8.20.2008

An Interview with Gina Hyams re: Happenings, Experimental & Poets Theater & Beyond






















This is the first in an ongoing series of interviews with various writers, performers, and artists which will appear from time to time on X Poetics. This interview was conducted via email in August.


RTM: You grew up in Florida and then mostly in SF, right?

Gina: Yes, I was born and raised in Sarasota,
Florida until my parents divorced in 1975, when
I was ten, at which point my mother and I moved
across country to a commune in San Francisco’s
Haight-Ashbury district.


RTM: Tell me what it was like growing up in with
an artist mom in bohemian San Francisco in the
70s! And what about your dad?


Gina: Well, I had a great deal of freedom, riding
MUNI alone as a fifth grader. Parenting per se
wasn’t particularly on the agenda. My mother
points out that bookstores in those days were
not full tomes about child psychology – that
all her generation had was Dr. Spock. I’m not
sure that she ever actually read Dr. Spock,
but there’s no question that I was loved
and fed and encouraged. I felt largely
invisible, though, in the face of the adult
drama that dominated the era.


My father was also an artist, a New York Jewish
intellectual born in 1913. After the divorce
I hardly saw him, but he regularly wrote me
letters about synaesthesia, art, and animals.


RTM: How did you get involved with experimental
theater? What got you interested in it?


Gina: My parents directed annual “Happenings”
at the Ringling Museum’s Osolo Theater when
I was little. In San Francisco, my mother
and her friends were involved with Anna Halprin’s
Dancer’s Workshop and she taught Spanish at
San Francisco Mobile School, which was a junior
high founded by members of the experimental
Firehouse Theater who believed that travel was
the bedrock of education. The school was
located in the building that is now Urban High.


I got serious about acting at age 13,
inspired by a wonderful drama teacher
named Deborah Dunn at Everett Middle School
(then still called Junior High)who co-directed
with Abigail Van Alyn a teen drama group outside
of school that wrote its own plays. In retrospect
I realize that the things I most loved about
acting were 1. the attention, the power of
being visible -- I was shy everywhere except
on stage and 2. the sense of community, family,
and collective purpose that infuses theatrical
productions. As for why I was interested in
experimental work rather than traditional, I
think more than anything it was the times.

● **DATA LINES**:

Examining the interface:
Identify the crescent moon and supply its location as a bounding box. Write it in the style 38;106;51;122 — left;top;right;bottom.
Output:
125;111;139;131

● **REQUESTS**:
1. In the Gina Hyams interview, which drama teacher inspired her to get serious about acting at age 13?
2. Resume the Gina Hyams interview right after its final sentence and carry it forward.

● **THE REPLIES**:
1. Deborah Dunn, at Everett Middle School.

2.
The notion of pushing boundaries and the
arts synthesizing was in the air and seemed
exciting. Also, because I was so young and so
serious, and there weren’t that many teenagers
around whose greatest aspiration was to be a
member of an experimental theater collective,
I was granted a lot of access and opportunity.

The summer of my 16th year, I visited my grandmother
in Omaha and participated in a workshop production of
a play by Kathleen Tolan at the Omaha Magic Theater,
which was co-founded by two members of the famous
60s Open Theater – playwright Megan Terry and actress
Joanne Schmidman. They asked me back the following year
to tour in an experimental feminist musical about teen
alcohol abuse called Kegger that Megan Terry wrote.
I tested out of Lowell High a year early to do that.
My mom said with pride that she felt like I was
running off to the circus. Singer Joan Osborne,
by the way, was my costar in that production.

In Omaha I became obsessed with learning about 60s
experimental theater history. I read everything I
could about the Open Theater, the Living Theater, and
Peter Brook. Then in my late teens and early 20s
I had the good fortune of assisting Joseph Chaikin
(founder of the Open Theater) at San Francisco’s
Magic Theater and of performing in an Anne Bogart
dance-theater production at PS122in New York.
I also worked with Nina Wise and Ronnie Davis
(founder of the San Francisco Mime Troupe).

RTM: And how did you get involved with working
with Carla Harryman?


Gina: I took four years off between high school
and college, eventually enrolling at San
Francisco State University as a creative
writing major,where I worked as the
student assistant at the Poetry Center.
Director Robert Gluck recommended me
to Carla.

RTM: What plays of hers did you act in?
What were those rehearsals like?
Who directed the play?

Gina: Only one, in 1989 at New Langton Arts:
“There is Nothing Better than a Theory”that
she wrote and directed in collaboration with
visual artist Mark Durant and saxophone
player/composer Dave Barrett, who I moved
in with three weeks into rehearsal. My
memory of those rehearsals is that they
were quite stressful,as Carla was hard
to please and pretty clueless as a
director about communicating exactly
what she wanted, but I loved my poppy
red linen dress costume and of course
it was thrilling to meet the man who
would become the father of my child.
The text was completely abstract.
Periodically one line comes back to me:
“The oceaaaaaaaaaaaaaaaaaaan.”

RTM: You also performed in Camille Roy's
Bye Bye Brunhilde? How was that
experience in comparison?

Gina: It was two or three years later, another excellent dress:
a blood red velvet spandex mini. I played Fear, a lesbian
sadist, and my lover was named Technique. Playwright
Camille Roy wrote the part with me in mind. Go figure!
The language was abstract, but sexy. We performed it
twice in San Francisco (at New Langton Arts and
Theater Rhino and in New York at the WOW Cafe.
I remember when we resurrected it for the New York
tour, that the director,Zack, wanted me to be more
vulnerable, which I thought was ridiculous at
the time, but think he was probably correct in
retrospect. I officially retired from the stage
after that production at age 23.

RTM: You went to San Francisco State University as
an undergraduate and that's where we met. Did you
get involved with language writing there?
Do you remember or did you experience the "poetry wars"?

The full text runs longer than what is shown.